PROMPT. Rewrite every item below, substituting "image shown" for each occurrence of "picture above" and keeping all other wording unchanged.

· · ·

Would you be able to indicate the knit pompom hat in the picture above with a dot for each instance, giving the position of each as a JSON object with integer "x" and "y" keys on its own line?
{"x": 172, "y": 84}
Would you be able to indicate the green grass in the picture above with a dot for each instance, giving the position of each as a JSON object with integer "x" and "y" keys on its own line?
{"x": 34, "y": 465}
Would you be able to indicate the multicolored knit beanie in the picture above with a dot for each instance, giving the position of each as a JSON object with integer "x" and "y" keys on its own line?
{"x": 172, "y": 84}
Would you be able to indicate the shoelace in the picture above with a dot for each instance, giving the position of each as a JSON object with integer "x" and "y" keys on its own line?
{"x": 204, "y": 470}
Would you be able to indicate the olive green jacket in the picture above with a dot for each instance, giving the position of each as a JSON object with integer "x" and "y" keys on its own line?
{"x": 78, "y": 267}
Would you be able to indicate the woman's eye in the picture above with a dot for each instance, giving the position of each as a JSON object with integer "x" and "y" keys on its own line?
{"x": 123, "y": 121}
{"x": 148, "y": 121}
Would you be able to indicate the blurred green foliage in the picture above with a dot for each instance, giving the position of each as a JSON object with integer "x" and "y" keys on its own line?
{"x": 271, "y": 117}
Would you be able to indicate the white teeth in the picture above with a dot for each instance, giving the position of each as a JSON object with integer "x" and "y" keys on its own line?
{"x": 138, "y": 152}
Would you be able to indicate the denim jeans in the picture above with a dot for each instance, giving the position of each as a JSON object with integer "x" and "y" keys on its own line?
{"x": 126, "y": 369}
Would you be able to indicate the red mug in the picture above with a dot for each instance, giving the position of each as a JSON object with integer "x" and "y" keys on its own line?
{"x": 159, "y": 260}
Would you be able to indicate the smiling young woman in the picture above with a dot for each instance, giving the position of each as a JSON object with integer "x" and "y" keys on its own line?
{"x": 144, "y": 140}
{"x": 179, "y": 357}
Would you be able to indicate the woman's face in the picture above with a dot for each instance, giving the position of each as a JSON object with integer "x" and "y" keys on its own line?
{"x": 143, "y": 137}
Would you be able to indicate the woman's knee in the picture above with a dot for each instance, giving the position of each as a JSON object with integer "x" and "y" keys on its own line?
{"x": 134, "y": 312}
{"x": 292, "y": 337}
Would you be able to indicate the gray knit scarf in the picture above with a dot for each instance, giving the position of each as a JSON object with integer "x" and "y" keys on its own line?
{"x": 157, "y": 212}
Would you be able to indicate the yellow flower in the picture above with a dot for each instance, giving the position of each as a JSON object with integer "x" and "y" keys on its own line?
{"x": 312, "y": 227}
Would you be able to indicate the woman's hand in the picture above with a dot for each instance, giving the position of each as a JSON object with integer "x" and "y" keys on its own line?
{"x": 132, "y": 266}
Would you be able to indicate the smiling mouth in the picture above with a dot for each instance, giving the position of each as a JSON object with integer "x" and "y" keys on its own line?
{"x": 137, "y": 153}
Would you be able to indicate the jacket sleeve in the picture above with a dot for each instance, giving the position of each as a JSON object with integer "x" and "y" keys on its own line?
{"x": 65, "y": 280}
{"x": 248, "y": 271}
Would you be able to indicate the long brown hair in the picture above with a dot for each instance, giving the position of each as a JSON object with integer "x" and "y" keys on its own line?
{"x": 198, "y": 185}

· · ·

WRITTEN RESPONSE.
Would you be able to indicate the knit pompom hat in the image shown with a dot for each instance, giving the position of each as a JSON object with integer "x" and "y" keys on its own line?
{"x": 172, "y": 84}
Would you be able to indicate the green grass in the image shown with a dot for each instance, giving the position of each as a JSON object with integer "x" and "y" keys on its own line?
{"x": 34, "y": 465}
Would you be able to indicate the multicolored knit beanie in the image shown with a dot for each instance, giving the position of each as a JSON object with integer "x" and "y" keys on its own line?
{"x": 172, "y": 84}
Would you be able to indicate the shoelace in the image shown with a dot for each instance, giving the position of each as a JSON object with integer "x" and "y" keys on its own line?
{"x": 204, "y": 470}
Would you be able to indicate the olive green jacket in the image shown with a dot for each instance, giving the position of each as a JSON object with integer "x" and "y" keys on its own line?
{"x": 78, "y": 267}
Would you be able to indicate the woman's eye in the image shown with a dot for each instance, giving the position of each as a JSON object with integer "x" and "y" keys on its own line?
{"x": 123, "y": 121}
{"x": 148, "y": 121}
Would you be able to indicate the blurred green foliage in the image shown with a dot for each instance, giving the position of each as a JSON object with integer "x" and "y" keys on its own line?
{"x": 271, "y": 117}
Would you be able to indicate the white teeth in the image shown with a dot for each instance, giving the position of each as a JSON object with integer "x" and "y" keys on its own line?
{"x": 138, "y": 152}
Would you be able to indicate the denim jeans in the image shown with a dot for each instance, giving the position of each as a JSON object with integer "x" and "y" keys on its own line?
{"x": 126, "y": 369}
Would you be able to indicate the red mug in the image shown with a dot for each instance, giving the position of each as a JSON object with integer "x" and "y" keys on its own line?
{"x": 159, "y": 260}
Would you be able to indicate the smiling young woman in the image shown with a dot for each instance, giving the position of each as a JSON object with integer "x" and "y" keys on its own line?
{"x": 144, "y": 140}
{"x": 179, "y": 357}
Would you be able to indicate the woman's face in the image shown with a dot for each instance, giving the position of each as a JSON object with integer "x" and "y" keys on its own line?
{"x": 143, "y": 137}
Would you be able to indicate the woman's knee in the image shown with a dot for each instance, giving the position of each as a JSON object with integer "x" and "y" keys on its own line?
{"x": 134, "y": 312}
{"x": 292, "y": 337}
Would you be able to indicate the gray knit scarf in the image shown with a dot for each instance, giving the position of each as a JSON object with integer "x" and "y" keys on its own line?
{"x": 157, "y": 212}
Would you be able to indicate the yellow flower in the image shown with a dot for each instance, giving the position of each as a JSON object with integer "x" and "y" keys on its own line?
{"x": 312, "y": 227}
Would you be able to indicate the woman's hand in the image shown with a dot for each instance, giving the position of each as a JSON object with integer "x" and "y" keys on its own line?
{"x": 132, "y": 266}
Would you be able to indicate the smiling mouth in the image shown with a dot for each instance, giving the position of each as a JSON object with integer "x" and "y" keys on its own line?
{"x": 137, "y": 153}
Would you be able to indicate the jacket sleeve in the image shown with a dot for each instance, giving the position of each as a JSON object with integer "x" and "y" keys on its own line?
{"x": 65, "y": 280}
{"x": 248, "y": 271}
Would you be able to indicate the long brown hair in the image shown with a dot for each instance, giving the position of each as a JSON object with integer "x" and "y" keys on its own line?
{"x": 198, "y": 185}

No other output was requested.